WORK REQUIRED -
Only the line with "For every instance of the snow-covered bush, the" and the lines after it, through the end of the material, belong in the answer; repeat them exactly.

DATA RECORDS -
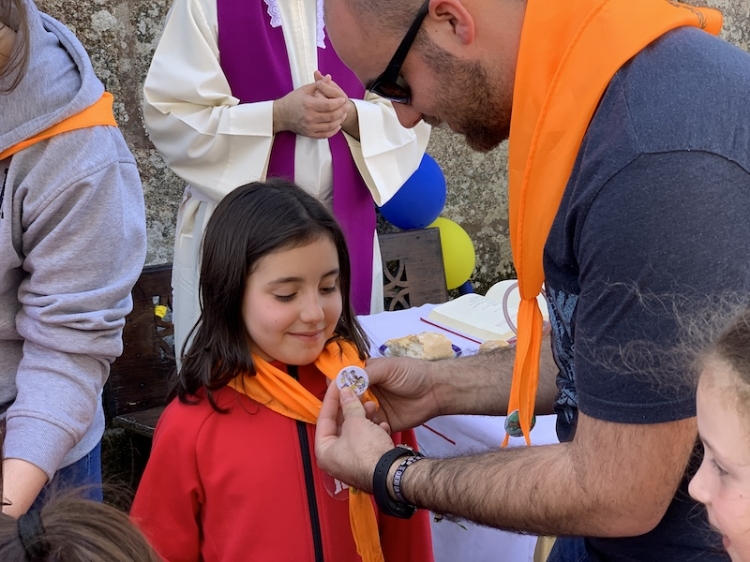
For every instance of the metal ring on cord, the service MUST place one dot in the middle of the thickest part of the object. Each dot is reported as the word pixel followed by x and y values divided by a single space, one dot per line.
pixel 507 315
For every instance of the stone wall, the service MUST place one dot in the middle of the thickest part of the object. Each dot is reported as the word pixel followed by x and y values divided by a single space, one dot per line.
pixel 120 35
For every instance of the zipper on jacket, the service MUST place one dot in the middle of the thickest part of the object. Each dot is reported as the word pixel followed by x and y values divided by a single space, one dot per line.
pixel 312 502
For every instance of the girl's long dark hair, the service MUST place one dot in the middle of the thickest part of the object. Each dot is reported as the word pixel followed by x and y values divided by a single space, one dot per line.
pixel 251 222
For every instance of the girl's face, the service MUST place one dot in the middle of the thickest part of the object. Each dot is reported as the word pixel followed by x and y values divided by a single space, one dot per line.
pixel 292 302
pixel 723 481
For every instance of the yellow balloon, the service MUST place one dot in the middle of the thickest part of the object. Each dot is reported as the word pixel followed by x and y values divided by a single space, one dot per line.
pixel 459 256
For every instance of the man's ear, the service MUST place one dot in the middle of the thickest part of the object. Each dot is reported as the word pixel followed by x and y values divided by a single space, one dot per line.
pixel 455 14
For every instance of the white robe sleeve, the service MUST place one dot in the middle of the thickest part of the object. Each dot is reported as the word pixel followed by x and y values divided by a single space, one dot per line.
pixel 204 135
pixel 387 154
pixel 216 144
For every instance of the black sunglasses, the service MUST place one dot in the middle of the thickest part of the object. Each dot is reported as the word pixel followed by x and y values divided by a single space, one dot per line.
pixel 389 84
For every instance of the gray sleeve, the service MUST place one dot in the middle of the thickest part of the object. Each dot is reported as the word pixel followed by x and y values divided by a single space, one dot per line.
pixel 84 244
pixel 660 236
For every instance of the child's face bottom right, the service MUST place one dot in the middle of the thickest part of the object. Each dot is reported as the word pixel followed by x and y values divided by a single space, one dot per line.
pixel 723 481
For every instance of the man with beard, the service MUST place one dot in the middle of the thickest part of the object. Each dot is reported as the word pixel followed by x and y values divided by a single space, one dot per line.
pixel 629 194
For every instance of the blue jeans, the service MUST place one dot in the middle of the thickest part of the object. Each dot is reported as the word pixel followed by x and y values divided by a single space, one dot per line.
pixel 568 549
pixel 85 474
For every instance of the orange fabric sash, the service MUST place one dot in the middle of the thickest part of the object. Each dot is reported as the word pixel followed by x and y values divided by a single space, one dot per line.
pixel 99 113
pixel 276 390
pixel 568 54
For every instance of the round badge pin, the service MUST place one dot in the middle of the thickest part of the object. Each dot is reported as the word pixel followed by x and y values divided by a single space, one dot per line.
pixel 353 377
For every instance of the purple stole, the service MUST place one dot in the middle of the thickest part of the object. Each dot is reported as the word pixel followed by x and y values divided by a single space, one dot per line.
pixel 254 59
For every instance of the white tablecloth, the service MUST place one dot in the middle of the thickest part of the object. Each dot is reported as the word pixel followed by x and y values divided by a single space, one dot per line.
pixel 456 435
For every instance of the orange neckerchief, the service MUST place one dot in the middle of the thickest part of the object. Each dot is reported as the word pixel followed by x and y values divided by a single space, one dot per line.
pixel 276 390
pixel 99 113
pixel 569 52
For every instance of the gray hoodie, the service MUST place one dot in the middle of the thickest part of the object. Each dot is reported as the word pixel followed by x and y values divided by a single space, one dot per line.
pixel 72 244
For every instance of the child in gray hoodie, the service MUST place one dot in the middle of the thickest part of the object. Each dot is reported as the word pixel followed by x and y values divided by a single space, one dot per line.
pixel 72 244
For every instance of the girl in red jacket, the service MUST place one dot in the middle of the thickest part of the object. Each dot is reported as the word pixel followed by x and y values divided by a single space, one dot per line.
pixel 232 475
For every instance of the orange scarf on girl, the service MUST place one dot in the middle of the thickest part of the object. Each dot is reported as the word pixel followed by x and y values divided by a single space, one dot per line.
pixel 569 52
pixel 276 390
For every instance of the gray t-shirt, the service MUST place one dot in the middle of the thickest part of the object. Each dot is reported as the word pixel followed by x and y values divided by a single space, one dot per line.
pixel 657 211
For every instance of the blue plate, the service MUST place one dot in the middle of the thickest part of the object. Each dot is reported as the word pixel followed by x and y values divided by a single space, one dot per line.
pixel 383 349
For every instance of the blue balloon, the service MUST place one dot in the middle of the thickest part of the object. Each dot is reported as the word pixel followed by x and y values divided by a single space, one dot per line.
pixel 420 200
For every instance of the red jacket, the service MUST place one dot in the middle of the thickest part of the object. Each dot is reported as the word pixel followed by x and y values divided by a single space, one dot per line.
pixel 235 487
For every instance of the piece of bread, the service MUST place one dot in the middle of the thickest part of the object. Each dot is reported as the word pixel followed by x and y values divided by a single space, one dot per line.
pixel 427 345
pixel 492 345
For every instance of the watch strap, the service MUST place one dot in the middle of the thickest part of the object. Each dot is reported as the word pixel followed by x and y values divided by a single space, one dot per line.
pixel 386 504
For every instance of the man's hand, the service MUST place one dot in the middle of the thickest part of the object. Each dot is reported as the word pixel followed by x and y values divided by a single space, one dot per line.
pixel 306 112
pixel 329 89
pixel 404 389
pixel 349 447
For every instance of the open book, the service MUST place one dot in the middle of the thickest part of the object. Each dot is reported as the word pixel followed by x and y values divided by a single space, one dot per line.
pixel 483 317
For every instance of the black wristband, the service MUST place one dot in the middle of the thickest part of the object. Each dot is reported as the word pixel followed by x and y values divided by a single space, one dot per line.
pixel 386 504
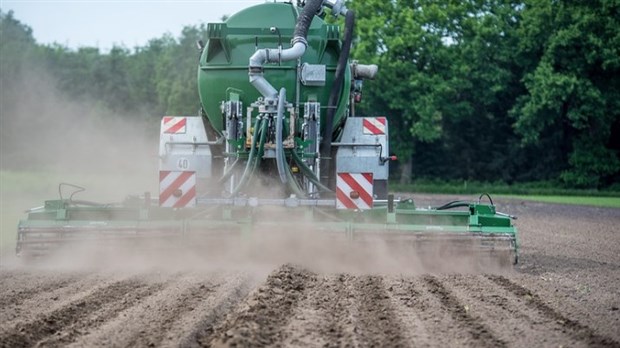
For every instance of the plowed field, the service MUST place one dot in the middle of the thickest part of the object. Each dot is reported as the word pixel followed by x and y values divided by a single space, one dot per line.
pixel 564 292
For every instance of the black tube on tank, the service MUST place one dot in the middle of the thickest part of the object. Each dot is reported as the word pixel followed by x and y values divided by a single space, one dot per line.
pixel 326 145
pixel 306 16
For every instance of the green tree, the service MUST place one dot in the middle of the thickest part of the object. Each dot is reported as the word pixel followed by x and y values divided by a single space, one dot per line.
pixel 571 51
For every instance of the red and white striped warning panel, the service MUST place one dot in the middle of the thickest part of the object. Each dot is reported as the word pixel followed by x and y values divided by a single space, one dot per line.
pixel 177 189
pixel 174 125
pixel 374 125
pixel 354 191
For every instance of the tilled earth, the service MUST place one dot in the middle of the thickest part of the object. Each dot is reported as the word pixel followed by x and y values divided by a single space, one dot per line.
pixel 564 292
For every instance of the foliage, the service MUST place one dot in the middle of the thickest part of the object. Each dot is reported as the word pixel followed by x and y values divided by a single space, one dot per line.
pixel 484 90
pixel 497 89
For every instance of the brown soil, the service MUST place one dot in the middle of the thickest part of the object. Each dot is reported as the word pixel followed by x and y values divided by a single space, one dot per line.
pixel 564 292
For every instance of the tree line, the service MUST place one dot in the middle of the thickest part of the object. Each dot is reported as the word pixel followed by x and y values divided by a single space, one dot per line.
pixel 487 90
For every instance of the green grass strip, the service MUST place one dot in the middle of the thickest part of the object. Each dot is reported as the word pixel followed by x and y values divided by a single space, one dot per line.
pixel 610 202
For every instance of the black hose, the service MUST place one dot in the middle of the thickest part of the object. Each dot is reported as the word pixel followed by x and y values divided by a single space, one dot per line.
pixel 305 18
pixel 332 105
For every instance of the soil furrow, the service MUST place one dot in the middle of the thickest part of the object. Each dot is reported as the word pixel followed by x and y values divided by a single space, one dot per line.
pixel 267 311
pixel 165 310
pixel 63 325
pixel 408 308
pixel 213 311
pixel 505 314
pixel 481 334
pixel 49 301
pixel 14 298
pixel 574 328
pixel 377 325
pixel 324 317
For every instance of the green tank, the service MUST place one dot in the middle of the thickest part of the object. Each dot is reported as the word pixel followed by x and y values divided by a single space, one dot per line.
pixel 223 68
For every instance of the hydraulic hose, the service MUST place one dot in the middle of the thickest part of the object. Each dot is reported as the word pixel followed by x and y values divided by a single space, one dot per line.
pixel 279 146
pixel 334 96
pixel 229 172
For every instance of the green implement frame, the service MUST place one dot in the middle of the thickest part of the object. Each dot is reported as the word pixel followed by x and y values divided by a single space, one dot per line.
pixel 462 225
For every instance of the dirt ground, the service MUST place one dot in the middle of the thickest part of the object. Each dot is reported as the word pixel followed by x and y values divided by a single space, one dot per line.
pixel 565 292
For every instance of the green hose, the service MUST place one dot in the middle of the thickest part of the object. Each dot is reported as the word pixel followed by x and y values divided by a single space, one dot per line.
pixel 250 166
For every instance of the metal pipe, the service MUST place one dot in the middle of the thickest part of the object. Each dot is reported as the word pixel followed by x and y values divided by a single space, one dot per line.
pixel 272 55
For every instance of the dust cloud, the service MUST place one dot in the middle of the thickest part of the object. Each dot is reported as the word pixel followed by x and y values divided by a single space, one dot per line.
pixel 114 155
pixel 48 137
pixel 46 131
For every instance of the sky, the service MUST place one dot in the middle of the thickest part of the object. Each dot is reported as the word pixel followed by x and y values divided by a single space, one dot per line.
pixel 105 23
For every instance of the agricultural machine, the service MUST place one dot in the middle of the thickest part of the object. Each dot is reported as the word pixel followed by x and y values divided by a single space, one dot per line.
pixel 277 145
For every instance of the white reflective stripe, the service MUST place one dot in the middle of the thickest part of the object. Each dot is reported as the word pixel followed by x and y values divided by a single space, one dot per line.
pixel 168 180
pixel 167 186
pixel 185 187
pixel 346 189
pixel 374 125
pixel 174 124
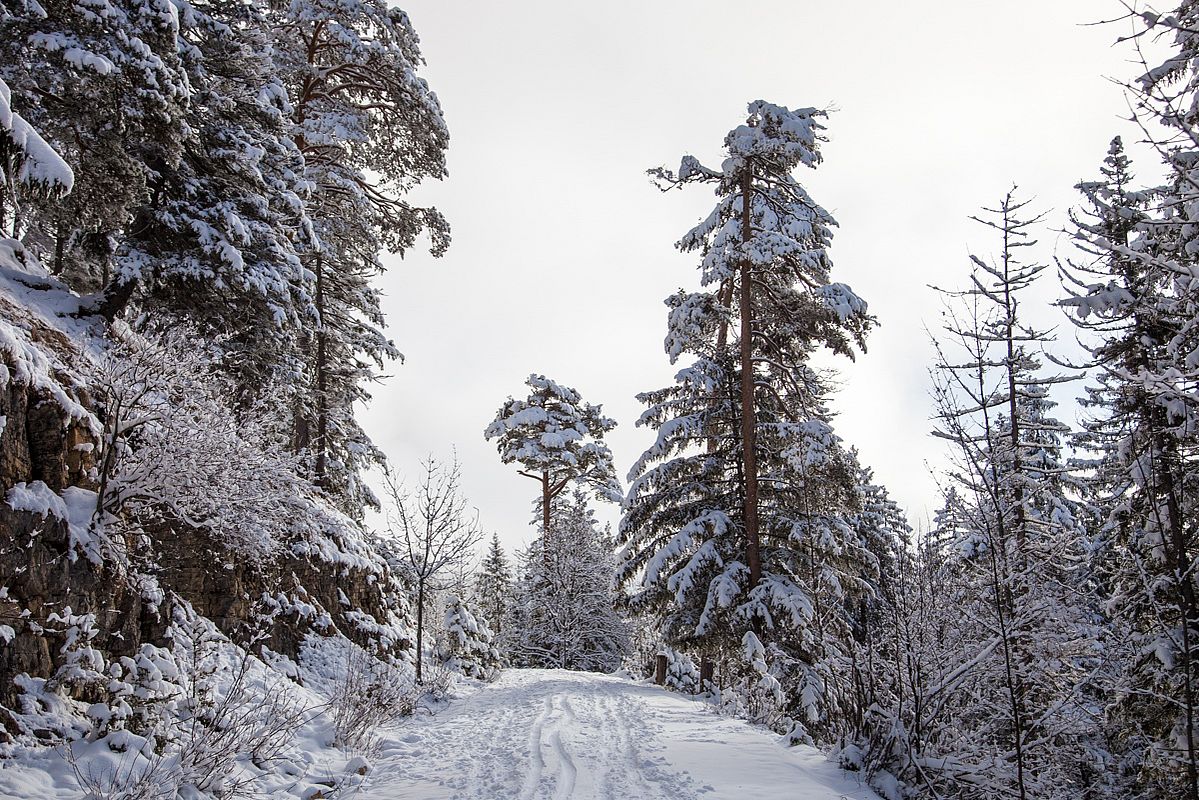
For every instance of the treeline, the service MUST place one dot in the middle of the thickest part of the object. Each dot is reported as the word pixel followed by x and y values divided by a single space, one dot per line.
pixel 234 167
pixel 1041 637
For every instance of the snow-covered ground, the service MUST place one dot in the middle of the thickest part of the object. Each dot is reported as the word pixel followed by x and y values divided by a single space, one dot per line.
pixel 549 734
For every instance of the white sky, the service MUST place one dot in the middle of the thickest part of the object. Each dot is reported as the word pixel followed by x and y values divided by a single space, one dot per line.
pixel 562 250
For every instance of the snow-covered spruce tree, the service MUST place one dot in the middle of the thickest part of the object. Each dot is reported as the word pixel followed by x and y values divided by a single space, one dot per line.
pixel 736 522
pixel 369 130
pixel 103 85
pixel 468 643
pixel 885 534
pixel 1134 294
pixel 493 585
pixel 562 612
pixel 1019 643
pixel 29 166
pixel 558 440
pixel 217 244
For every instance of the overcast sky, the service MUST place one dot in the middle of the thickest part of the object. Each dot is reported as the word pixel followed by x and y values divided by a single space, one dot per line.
pixel 562 250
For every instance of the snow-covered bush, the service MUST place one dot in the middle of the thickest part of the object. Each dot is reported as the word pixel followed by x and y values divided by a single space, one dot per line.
pixel 164 408
pixel 562 613
pixel 371 692
pixel 682 674
pixel 467 643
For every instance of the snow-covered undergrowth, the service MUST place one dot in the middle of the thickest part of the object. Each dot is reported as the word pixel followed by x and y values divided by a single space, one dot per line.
pixel 181 613
pixel 205 720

ANSWER SPACE -
For every instance of the snow-covered bush, the service MUST place one dot in the middle of the thickest part of the object. Each dot is reported as the word pixel followed by x and y values divided by a single space, one dot per line.
pixel 164 408
pixel 562 613
pixel 371 692
pixel 682 674
pixel 467 643
For every instance of the snow-covered undergrowth, the service MUST place one dot in the middle of the thickest part of the object. Each dot is reported as the word pixel followed by x and y values divided by a single space, one dot per line.
pixel 181 613
pixel 205 720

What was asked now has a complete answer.